### GOAL OF THE EXERCISE
Where a line below carries the word "stone", include it in the count, then give the count alone.

%%

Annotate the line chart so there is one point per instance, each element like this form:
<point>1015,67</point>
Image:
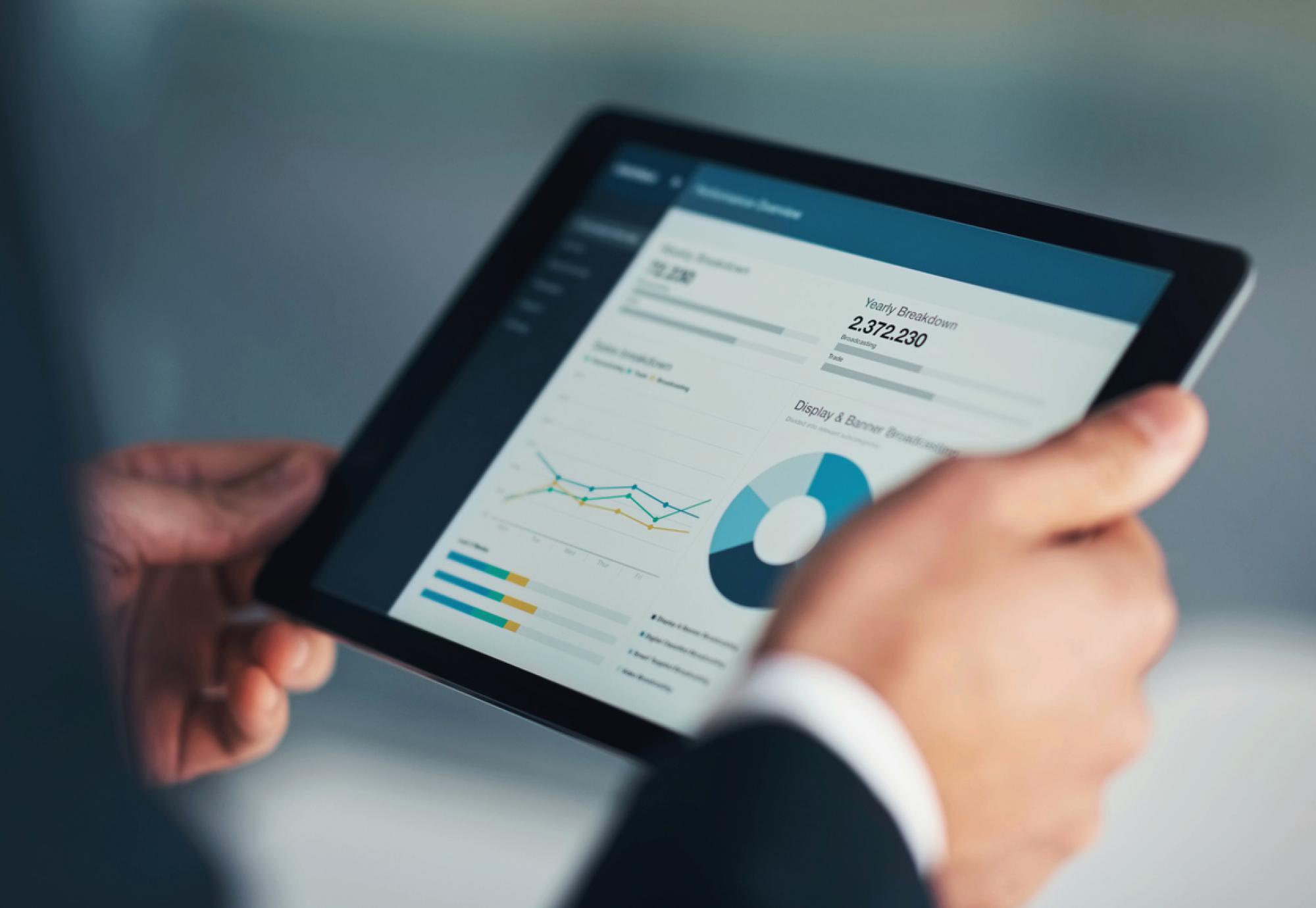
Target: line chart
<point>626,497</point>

%%
%%

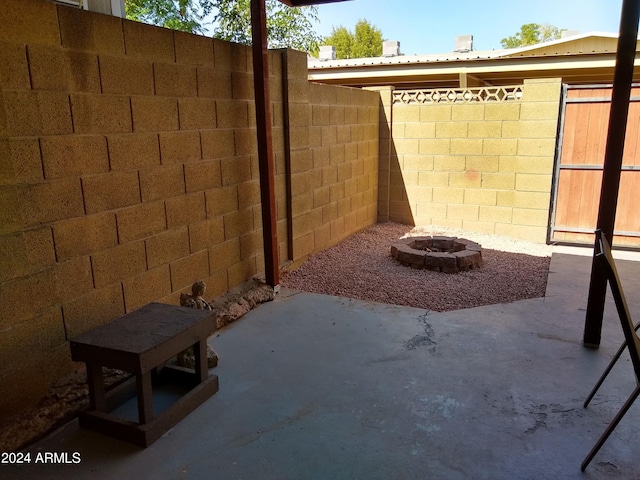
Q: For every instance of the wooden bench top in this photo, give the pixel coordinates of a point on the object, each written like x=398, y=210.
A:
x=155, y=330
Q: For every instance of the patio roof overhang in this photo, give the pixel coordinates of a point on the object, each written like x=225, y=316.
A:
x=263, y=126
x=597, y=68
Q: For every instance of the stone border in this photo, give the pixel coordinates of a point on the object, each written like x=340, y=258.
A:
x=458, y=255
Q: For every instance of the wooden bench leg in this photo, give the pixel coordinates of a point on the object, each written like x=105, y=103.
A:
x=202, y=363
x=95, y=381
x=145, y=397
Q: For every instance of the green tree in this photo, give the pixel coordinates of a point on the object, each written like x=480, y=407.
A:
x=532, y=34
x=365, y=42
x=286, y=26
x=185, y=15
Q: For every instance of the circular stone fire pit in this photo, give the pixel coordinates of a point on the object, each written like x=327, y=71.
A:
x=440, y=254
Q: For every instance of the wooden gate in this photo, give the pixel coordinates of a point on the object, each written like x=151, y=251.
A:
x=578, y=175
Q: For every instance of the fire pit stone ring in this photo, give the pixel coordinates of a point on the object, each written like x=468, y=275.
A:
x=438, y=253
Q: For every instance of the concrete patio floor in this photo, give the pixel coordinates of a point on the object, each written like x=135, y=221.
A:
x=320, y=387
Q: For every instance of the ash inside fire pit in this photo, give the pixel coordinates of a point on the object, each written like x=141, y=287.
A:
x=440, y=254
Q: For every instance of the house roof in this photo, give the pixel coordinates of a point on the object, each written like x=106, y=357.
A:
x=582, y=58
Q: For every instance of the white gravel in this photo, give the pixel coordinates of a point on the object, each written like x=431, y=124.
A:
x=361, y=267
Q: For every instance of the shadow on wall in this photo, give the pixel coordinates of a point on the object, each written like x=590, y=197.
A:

%%
%%

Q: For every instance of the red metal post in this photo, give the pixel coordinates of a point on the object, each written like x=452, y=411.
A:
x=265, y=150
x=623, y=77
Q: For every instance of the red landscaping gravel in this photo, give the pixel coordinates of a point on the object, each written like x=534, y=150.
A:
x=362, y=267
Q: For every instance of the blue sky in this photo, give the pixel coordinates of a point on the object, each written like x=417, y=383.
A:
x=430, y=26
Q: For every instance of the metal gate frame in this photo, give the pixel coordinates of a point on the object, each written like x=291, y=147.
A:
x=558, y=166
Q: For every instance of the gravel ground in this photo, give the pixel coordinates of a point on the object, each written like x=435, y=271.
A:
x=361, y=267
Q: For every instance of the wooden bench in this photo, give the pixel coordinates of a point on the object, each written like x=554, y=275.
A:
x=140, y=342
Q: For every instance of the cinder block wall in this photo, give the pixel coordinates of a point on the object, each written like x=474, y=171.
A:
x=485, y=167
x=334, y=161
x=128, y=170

%%

### EXERCISE ANSWER
3